(SHORT PROBLEM):
Copy out everything from the record line containing "Spot the rocky canyon" down to the one containing "Target: rocky canyon wall", swapping "canyon" for "gorge" and leaving all else unchanged.

(GIVEN INFORMATION):

┌──

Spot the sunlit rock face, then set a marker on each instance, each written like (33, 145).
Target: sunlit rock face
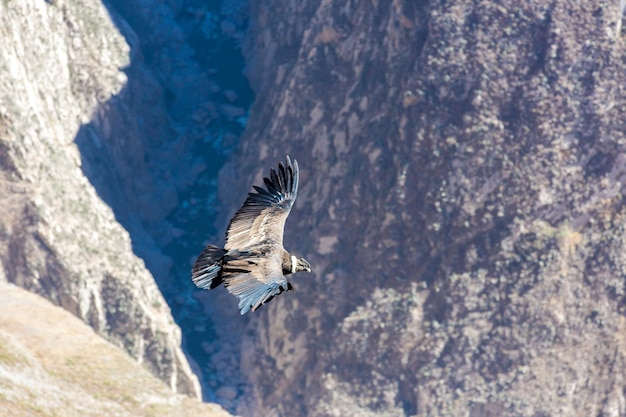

└──
┌──

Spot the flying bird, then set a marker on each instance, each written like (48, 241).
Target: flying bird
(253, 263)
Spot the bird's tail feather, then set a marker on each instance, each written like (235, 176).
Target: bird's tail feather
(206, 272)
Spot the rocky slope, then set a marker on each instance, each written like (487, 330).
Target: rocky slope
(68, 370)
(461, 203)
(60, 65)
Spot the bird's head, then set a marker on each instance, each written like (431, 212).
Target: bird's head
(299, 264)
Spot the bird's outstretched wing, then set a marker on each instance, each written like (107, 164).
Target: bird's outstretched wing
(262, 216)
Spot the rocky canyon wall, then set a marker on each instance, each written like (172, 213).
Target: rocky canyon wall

└──

(SOLVED EXERCISE):
Spot the rocky gorge wall, then set a marker on each instance, each written like (172, 213).
Target: rocky gorge wall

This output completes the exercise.